→ REQUIRED TASK 1
Summarize the passage on asm-x86 in two sentences.
→ REQUIRED TASK 2
Answer these questions from the passage on asm-x86.
(a) What name does the passage give to words defined in the asm-x86 assembly language?
(b) Which machine register is set to point to the top of the stack upon entry into such a word?
(c) Where are notes on the development of the assembler given?
→ REQUIRED TASK 3
Extend the passage on asm-x86, starting after its final sentence.

Assembly Language Programming with asm-x86

Overview

asm-x86 is an assembler written in Forth, for use from within a Forth environment. Since Forth itself is usually interactive, the asm-x86 assembler may be considered an interactive assembly language programming environment. The version provided with kForth may be used to create words using the 80x86 instruction set. Such words may be executed interactively, or used within the definitions of words written in Forth, just as with any ordinary high-level Forth definitions. Words defined in assembly language provide the advantage of speed and precise control of the processor, and in certain cases, simplicity, when compared with the higher level Forth definitions. Some notes on the development of the asm-x86 assembler are given in the comments at the beginning of asm-x86.4th.

Some basic familiarity with assembly language programming on Intel x86 and compatible processors, and the architecture of these processors, is assumed for this introduction. However, a few of these basics will be covered in the tutorial for using asm-x86.

Quick Start

asm-x86 is loaded just as any other Forth program from kforth:

include asm-x86

Once loaded, the user may type definitions of words written in the asm-x86 assembly language, or include files which contain such definitions.

Assembly language word definitions begin with CODE and end with END-CODE. Between these two statements are the assembly language statements which explicitly define the processor instructions to be performed by the word. The words CODE and END-CODE also introduce some instructions for the purpose of creating an interface between the Forth environment and the assembly code, for example in setting the value of the EBX machine register to point to the top of the stack upon entry into the word. Thus, the structure of word written for asm-x86 is of the form

CODE name
  assembler statement
    "      "
    "      "
    :      :
END-CODE

where name is the name of the word appearing in the dictionary. The new word may be executed from the Forth environment, just like an ordinary Forth word, and arguments may be passed to it on the Forth data stack. We will refer to such words as "CODE words".

→ DATA LINES
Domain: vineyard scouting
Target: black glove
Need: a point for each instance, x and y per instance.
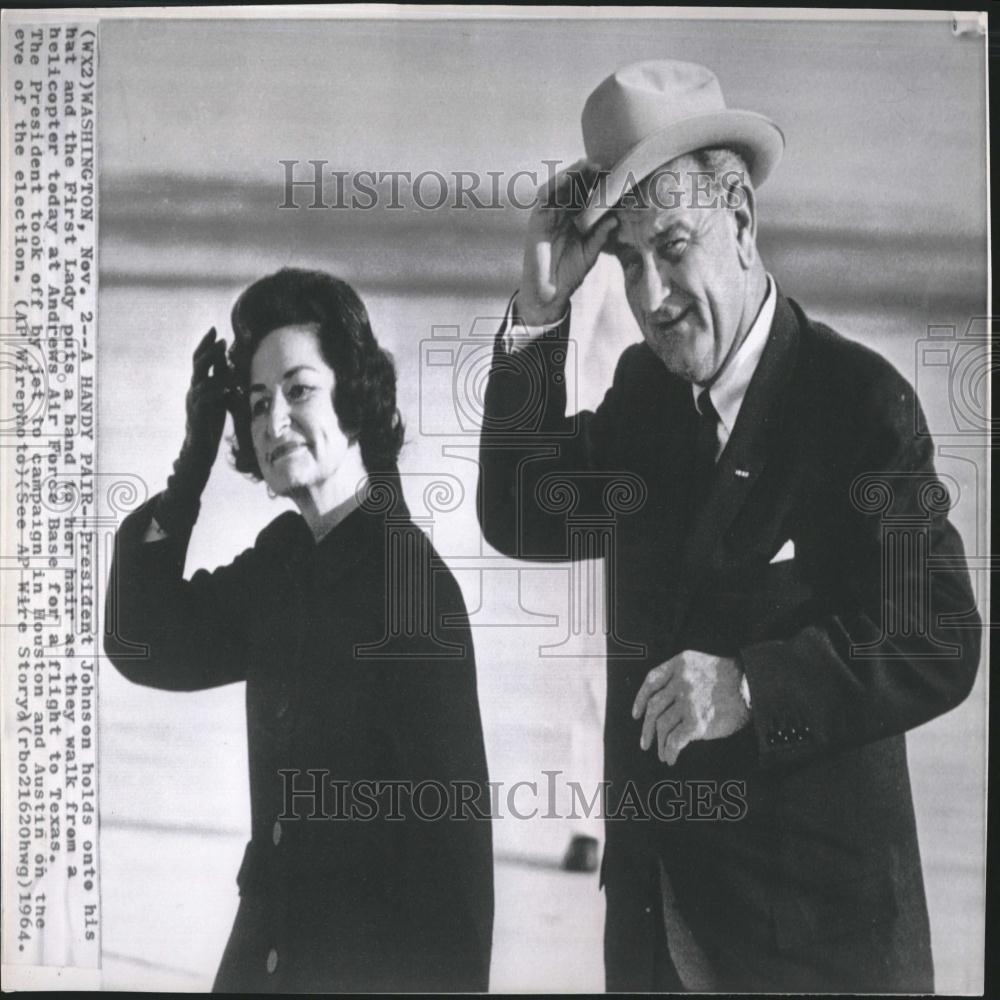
(207, 399)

→ RESPONSE 1
asm-x86 is an assembler written in Forth, and the version provided with kForth lets users create words with the 80x86 instruction set that can be executed interactively or used within ordinary Forth definitions, offering speed and precise control of the processor. After it is loaded with "include asm-x86", such words are written between CODE and END-CODE, which also set up the interface with the Forth environment, and they receive their arguments on the Forth data stack.

→ RESPONSE 2
(a) "CODE words"
(b) The EBX register
(c) In the comments at the beginning of asm-x86.4th

→ RESPONSE 3
asm-x86 Conventions

An assembler statement consists of zero, one, or more operands, and one machine instruction, i.e. a built-in operation of the 80x86 processor. asm-x86 is a postfix assembler, meaning that the operands are specified before the instruction. This is consistent with the stack-oriented nature of Forth. An operand may be a machine register, a memory reference, or an immediate value. Ultimately an operand is, of course, a numbers but within the context of a particular instruction, the associated number indicates which physical source supplies the value of the operand. Much of the work of the assembler is then to translate the specified operands into the appropriate numbers, for a given instruction. These numbers form the machine code which is stored in the memory associated with the word, and which is actually executed by the processor when the word is used. An example of a typical assembler statement is

4 [ebx] eax mov,

This particular statement has three operands, followed by the instruction, "MOV,". In asm-x86, the above statement generates machine code to perform the operation of copying 32 bits from a memory location into the EAX register. For the above example, the memory address is specified in a somewhat complex way, known as indirect addressing. The first two operands specify that the base address is stored in the EBX register, and the offset from the base address is 4, i.e., address = 4 + value in EBX register. The assembler translates the above statement into the sequence of bytes, represented in hexadecimal,

8B 43 04

which is the corresponding machine code for the instruction and its operands. When executed, these three bytes tell the processor to compute the address in memory by adding 4 to the value in the EBX register, then retrieve the 32-bit value at that memory location, and finally to copy the value into the EAX register.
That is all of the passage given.